--- Start of Extract to read ---

Reflections on the second Unlocking our Digital Past workshop, 16 September 2021

The Unlocking our Digital Past project is seeking to understand the implications of using AI on digital archival material from multiple perspectives. We had explored some of the potential uses of artificial intelligence (AI) for digital archives in the first Unlocking our Digital Past workshop on 19 July.  This second workshop aimed to pinpoint some of the technologies that could be used to support specific tasks. The focus of the first session was on selection, appraisal and review processes. The focus of the second session was the future of access to digital archives.   

Two major themes seemed to emerge from the talks.  

  • There is no single AI-driven tool that will make digital archive materials more preservable, accessible and usable. We need to be thinking about a suite of tools that complete specific tasks that can be tailored for individual archival needs. 
  • There is a need to balance the responsibility of records managers and archivists for respecting confidentiality, privacy and intellectual property rights with the responsibility for making public records and archival collections accessible. 

A summary of talks is given below. Recordings of the presentations are available on the Unlocking our Digital Past website.

--- End of Extract to read ---
--- Start of Listed records ---

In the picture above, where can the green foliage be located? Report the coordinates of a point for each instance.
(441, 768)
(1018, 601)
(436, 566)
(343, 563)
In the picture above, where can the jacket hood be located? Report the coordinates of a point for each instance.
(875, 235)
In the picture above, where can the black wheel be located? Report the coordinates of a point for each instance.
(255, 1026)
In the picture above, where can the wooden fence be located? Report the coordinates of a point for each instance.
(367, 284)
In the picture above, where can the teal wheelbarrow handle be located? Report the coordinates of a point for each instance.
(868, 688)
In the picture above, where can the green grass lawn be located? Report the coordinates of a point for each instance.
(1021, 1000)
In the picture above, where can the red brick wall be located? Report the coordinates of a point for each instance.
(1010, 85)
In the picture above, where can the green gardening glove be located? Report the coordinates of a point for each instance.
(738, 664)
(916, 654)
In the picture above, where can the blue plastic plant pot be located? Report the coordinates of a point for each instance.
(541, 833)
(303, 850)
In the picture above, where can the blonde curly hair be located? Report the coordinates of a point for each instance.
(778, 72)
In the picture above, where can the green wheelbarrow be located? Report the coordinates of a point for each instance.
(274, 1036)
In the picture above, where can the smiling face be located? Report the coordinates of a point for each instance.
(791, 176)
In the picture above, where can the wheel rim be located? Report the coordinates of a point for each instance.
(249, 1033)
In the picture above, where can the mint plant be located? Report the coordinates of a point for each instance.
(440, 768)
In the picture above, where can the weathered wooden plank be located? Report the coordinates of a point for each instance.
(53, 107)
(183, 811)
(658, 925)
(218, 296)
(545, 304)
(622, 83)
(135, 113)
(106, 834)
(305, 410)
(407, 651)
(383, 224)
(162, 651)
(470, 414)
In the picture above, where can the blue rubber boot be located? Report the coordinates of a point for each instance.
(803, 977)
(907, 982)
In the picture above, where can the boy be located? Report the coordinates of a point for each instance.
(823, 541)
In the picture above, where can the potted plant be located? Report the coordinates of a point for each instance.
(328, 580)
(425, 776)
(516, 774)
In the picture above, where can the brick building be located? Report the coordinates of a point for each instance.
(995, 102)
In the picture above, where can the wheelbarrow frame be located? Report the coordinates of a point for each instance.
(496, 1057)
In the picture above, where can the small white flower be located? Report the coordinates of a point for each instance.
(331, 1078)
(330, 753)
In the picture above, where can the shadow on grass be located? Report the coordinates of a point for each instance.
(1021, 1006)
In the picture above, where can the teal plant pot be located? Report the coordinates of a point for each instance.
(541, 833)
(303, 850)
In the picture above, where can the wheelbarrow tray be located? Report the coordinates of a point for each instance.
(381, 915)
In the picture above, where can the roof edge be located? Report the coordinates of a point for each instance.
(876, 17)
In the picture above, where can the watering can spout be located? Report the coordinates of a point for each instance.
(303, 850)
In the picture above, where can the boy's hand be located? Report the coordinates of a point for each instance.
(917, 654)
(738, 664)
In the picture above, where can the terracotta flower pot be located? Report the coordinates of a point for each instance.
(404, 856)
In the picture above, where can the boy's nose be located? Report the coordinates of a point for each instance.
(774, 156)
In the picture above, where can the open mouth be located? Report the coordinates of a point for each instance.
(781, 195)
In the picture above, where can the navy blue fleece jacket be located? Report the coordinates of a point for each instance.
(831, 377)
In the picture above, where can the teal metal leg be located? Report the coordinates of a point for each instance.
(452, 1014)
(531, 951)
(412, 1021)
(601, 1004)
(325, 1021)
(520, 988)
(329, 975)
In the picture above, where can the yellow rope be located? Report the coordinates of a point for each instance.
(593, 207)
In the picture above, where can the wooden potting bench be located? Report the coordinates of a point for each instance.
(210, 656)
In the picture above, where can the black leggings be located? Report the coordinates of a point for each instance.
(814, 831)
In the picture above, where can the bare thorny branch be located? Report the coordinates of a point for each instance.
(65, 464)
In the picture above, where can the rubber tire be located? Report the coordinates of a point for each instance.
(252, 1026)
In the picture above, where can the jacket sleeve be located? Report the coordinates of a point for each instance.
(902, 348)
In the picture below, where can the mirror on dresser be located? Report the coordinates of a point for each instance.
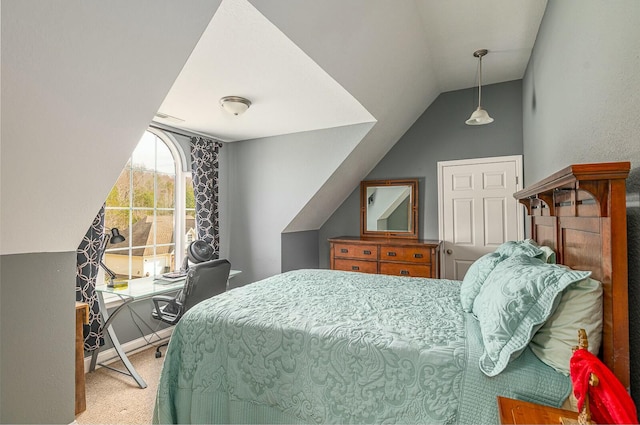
(389, 208)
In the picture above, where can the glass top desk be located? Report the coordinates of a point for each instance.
(137, 289)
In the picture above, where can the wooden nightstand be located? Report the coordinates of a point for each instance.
(522, 412)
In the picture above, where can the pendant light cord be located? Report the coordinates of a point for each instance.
(479, 82)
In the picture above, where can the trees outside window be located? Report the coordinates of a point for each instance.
(151, 202)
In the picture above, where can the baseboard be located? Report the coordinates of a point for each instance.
(131, 347)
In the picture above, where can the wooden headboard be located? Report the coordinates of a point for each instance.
(581, 213)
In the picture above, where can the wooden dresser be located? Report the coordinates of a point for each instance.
(400, 257)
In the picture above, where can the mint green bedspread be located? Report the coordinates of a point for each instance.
(322, 346)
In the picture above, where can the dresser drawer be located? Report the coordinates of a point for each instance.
(356, 251)
(410, 270)
(413, 254)
(356, 266)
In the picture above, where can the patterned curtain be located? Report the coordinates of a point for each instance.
(89, 254)
(204, 169)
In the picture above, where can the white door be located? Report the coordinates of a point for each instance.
(477, 210)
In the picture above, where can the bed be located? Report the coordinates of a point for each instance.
(325, 346)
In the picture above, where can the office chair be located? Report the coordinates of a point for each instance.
(204, 280)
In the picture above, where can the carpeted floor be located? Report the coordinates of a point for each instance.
(114, 398)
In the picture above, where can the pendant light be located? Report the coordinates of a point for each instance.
(479, 116)
(235, 105)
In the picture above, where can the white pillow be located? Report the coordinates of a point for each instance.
(580, 308)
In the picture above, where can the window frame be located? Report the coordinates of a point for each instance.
(179, 202)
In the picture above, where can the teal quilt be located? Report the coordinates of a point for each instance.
(323, 346)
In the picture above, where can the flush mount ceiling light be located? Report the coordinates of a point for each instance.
(479, 116)
(235, 104)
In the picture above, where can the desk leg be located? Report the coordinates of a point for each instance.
(108, 319)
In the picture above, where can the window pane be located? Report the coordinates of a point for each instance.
(142, 206)
(118, 218)
(120, 193)
(165, 195)
(118, 261)
(165, 242)
(190, 199)
(143, 187)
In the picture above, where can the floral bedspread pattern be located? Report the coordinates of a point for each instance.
(324, 346)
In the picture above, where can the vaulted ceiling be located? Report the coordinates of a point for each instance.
(82, 80)
(275, 54)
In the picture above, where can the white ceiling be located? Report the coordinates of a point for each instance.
(242, 53)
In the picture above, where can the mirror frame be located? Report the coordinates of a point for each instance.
(413, 231)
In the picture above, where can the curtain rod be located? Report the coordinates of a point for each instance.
(181, 132)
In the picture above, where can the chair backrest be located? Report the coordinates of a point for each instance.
(204, 280)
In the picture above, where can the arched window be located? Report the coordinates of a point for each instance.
(149, 204)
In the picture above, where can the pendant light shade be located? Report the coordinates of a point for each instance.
(235, 105)
(479, 116)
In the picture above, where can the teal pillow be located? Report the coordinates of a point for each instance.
(475, 277)
(548, 255)
(516, 299)
(526, 247)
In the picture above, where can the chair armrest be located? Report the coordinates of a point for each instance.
(164, 298)
(162, 303)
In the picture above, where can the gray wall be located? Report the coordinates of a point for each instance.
(300, 250)
(581, 97)
(440, 134)
(37, 315)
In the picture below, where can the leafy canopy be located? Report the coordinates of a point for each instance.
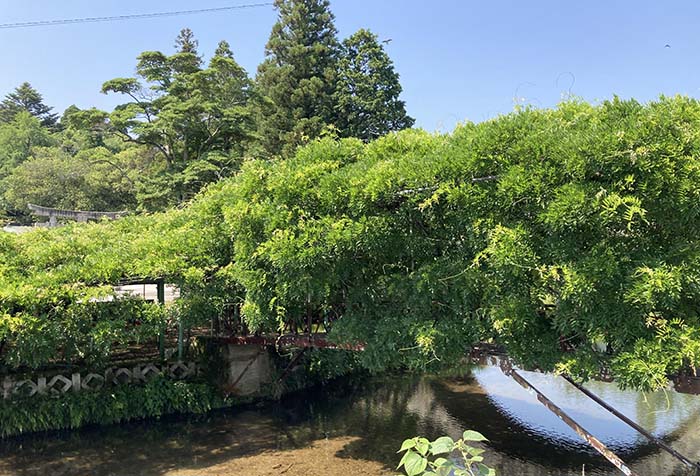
(569, 236)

--- End of Listed records ---

- Problems to work on
A – Name every process that the workshop reflections give as the focus of the first session.
B – Reproduce the passage of the workshop reflections starting with "Two major themes" and going on through "archival collections accessible.".

- Answers to the exercises
A – Selection, appraisal and review.

B –
Two major themes seemed to emerge from the talks.  

  • There is no single AI-driven tool that will make digital archive materials more preservable, accessible and usable. We need to be thinking about a suite of tools that complete specific tasks that can be tailored for individual archival needs. 
  • There is a need to balance the responsibility of records managers and archivists for respecting confidentiality, privacy and intellectual property rights with the responsibility for making public records and archival collections accessible.